The WSI model requires features from the trained (patch-encoder) i.e., the patch encoder will produce a feature map of 1x512x8x8 for a single patch input.
Consequently, the WSI Model aggregates the features of all patches in a bag (Kx512x8x8) to (1xD) using mean convolutional pooling, and has a single classification head for MSI/MSS prediction.
See models module for details on the architecture i.e., models/pooling/deepset.py. To train the WSI model run:
python research_mil/train.py --config/amc_2020/deepset.yml
python research_mil/test.py --config/amc_2020/deepset.yml
See the config file /configs/amc_2020/deepset.yml for more details. By default, during training k=32 patches are sampled per WSI to create bags. To adjust the default setting, the train_batch_size should be set to 1; in order to load larger bags. However, during testing the default option is k=512.
In order to use the pre-trained models, uncomment the paths in the config file. All pre-trained models are saved in './research_mil/logs/pretrained/wsi_model'. Simply run test.py only for new data when using the pretrained models.
- For the task of patch-based WSI segmentation of tumor or MSI regions, the script wsi_tools/wsi_mil_seg.py should be used.
- wsi_mil_seg.py has two settings: (i) subtype segmentation of MSS/MSI using reference tumor mask (ground-truth tumor regions) and (ii) tumor segmentation on the entire tissue regions.

########

■ PROBLEMS TO WORK ON ■
1. In the WSI model instructions, how many patches are sampled per WSI by default during training?
2. Turn the paragraph of the WSI model instructions beginning "See the config file" into a short bulleted list that keeps its main facts.
3. Carry on with the WSI model instructions from their last sentence.
The stored data have no connection to the WSI model instructions.

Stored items

########

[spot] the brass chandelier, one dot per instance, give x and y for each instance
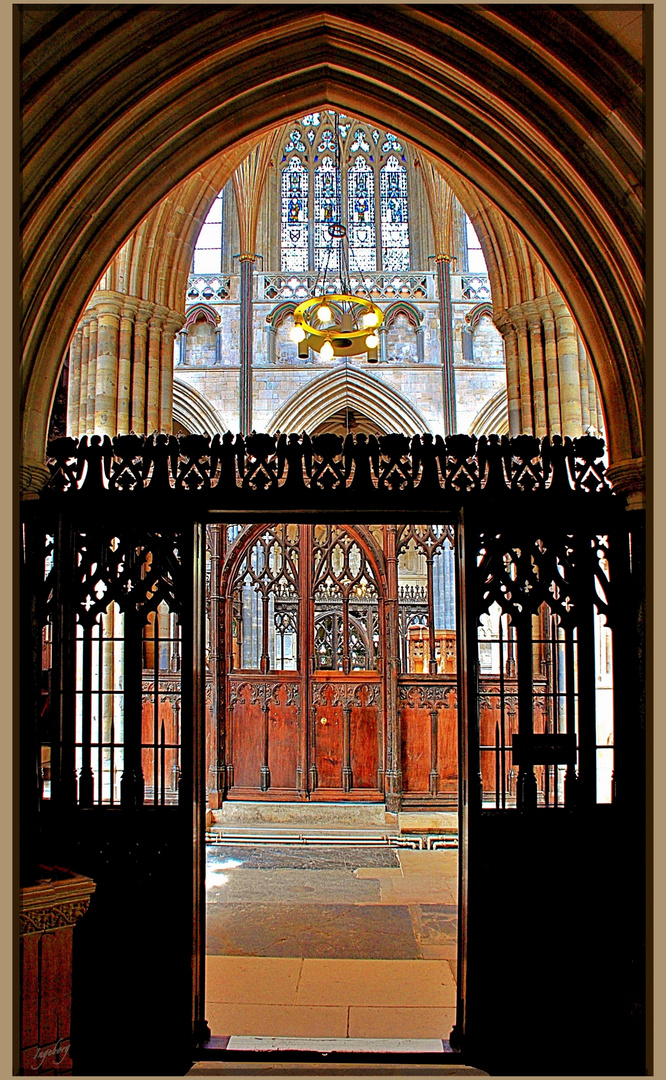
(337, 322)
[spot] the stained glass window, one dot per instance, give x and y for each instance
(359, 143)
(394, 216)
(391, 144)
(327, 143)
(475, 255)
(326, 210)
(295, 217)
(208, 250)
(312, 191)
(361, 214)
(295, 143)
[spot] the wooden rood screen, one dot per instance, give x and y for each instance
(339, 662)
(413, 621)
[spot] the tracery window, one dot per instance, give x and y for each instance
(426, 601)
(476, 260)
(295, 210)
(372, 161)
(345, 603)
(266, 603)
(326, 210)
(208, 250)
(394, 215)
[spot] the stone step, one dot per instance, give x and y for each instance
(342, 815)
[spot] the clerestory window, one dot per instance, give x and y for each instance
(370, 198)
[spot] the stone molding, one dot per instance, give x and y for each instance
(323, 396)
(51, 905)
(32, 475)
(628, 477)
(194, 412)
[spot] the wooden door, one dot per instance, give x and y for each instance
(304, 698)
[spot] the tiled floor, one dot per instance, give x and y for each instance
(331, 942)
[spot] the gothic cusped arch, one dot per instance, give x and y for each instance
(318, 400)
(199, 310)
(277, 315)
(403, 308)
(195, 413)
(572, 183)
(473, 316)
(492, 419)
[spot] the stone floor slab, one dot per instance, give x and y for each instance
(423, 983)
(335, 931)
(288, 886)
(255, 980)
(303, 1021)
(302, 856)
(371, 1022)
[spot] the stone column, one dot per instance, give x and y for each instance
(182, 348)
(73, 387)
(420, 345)
(247, 266)
(527, 421)
(584, 377)
(568, 363)
(138, 370)
(505, 327)
(555, 423)
(124, 367)
(106, 375)
(448, 377)
(92, 376)
(539, 381)
(48, 913)
(166, 373)
(393, 784)
(271, 334)
(152, 381)
(85, 349)
(382, 332)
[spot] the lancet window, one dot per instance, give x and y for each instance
(208, 251)
(345, 603)
(426, 599)
(372, 162)
(266, 602)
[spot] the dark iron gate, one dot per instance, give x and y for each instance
(113, 581)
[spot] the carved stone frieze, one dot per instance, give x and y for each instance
(315, 468)
(426, 694)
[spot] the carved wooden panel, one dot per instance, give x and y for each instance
(429, 736)
(264, 729)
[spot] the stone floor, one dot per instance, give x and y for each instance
(330, 942)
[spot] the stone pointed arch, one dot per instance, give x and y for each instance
(195, 413)
(316, 401)
(492, 419)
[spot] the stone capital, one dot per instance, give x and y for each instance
(628, 478)
(545, 311)
(503, 322)
(32, 475)
(558, 307)
(517, 316)
(54, 902)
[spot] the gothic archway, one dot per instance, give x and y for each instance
(581, 211)
(343, 388)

########

■ OUTPUTS IN ORDER ■
1. By default, k=32 patches are sampled per WSI during training.

2.
- Further details are in /configs/amc_2020/deepset.yml.
- By default, training samples k=32 patches per WSI to create bags.
- Loading larger bags requires setting train_batch_size to 1.
- Testing uses k=512 by default.

3.
- In addition, each setting can produce either sparse or dense segmentation maps similar to the figures above. Figure: (Top) Dense segmentation of MSI, and (Below) Ground-truth tumor region (yellow).
- To run WSI MSI segmentation using ground-truth reference masks, first modify the config file (configs/wsi_seg.yml). The paths to the masks (e.g. WSI_ID_tumor.png produced in the pre-processing) location, the patch-encoder (tumor/msi detector) path, and library file containing the slide paths should be specified.
- To perform sparse/dense segmentation;
# Perform dense subtype segmentation
# the flags --subtype and --full should be included
python research_mil/wsi_tools/wsi_mil_seg.py --config /path/to/configs/amc_2020/wsi_seg.yml --subtype --full
# To perform sparse segementation (do not include the option --full)
python research_mil/wsi_tools/wsi_mil_seg.py --config /path/to/configs/amc_2020/wsi_seg.yml --subtype
# The algorithm will save the heatmaps(.png), tumor reference mask overlay (.png) and probability map (.numpy)
# To perform standard tumor segmentation in sparse or full mode (use flag --full)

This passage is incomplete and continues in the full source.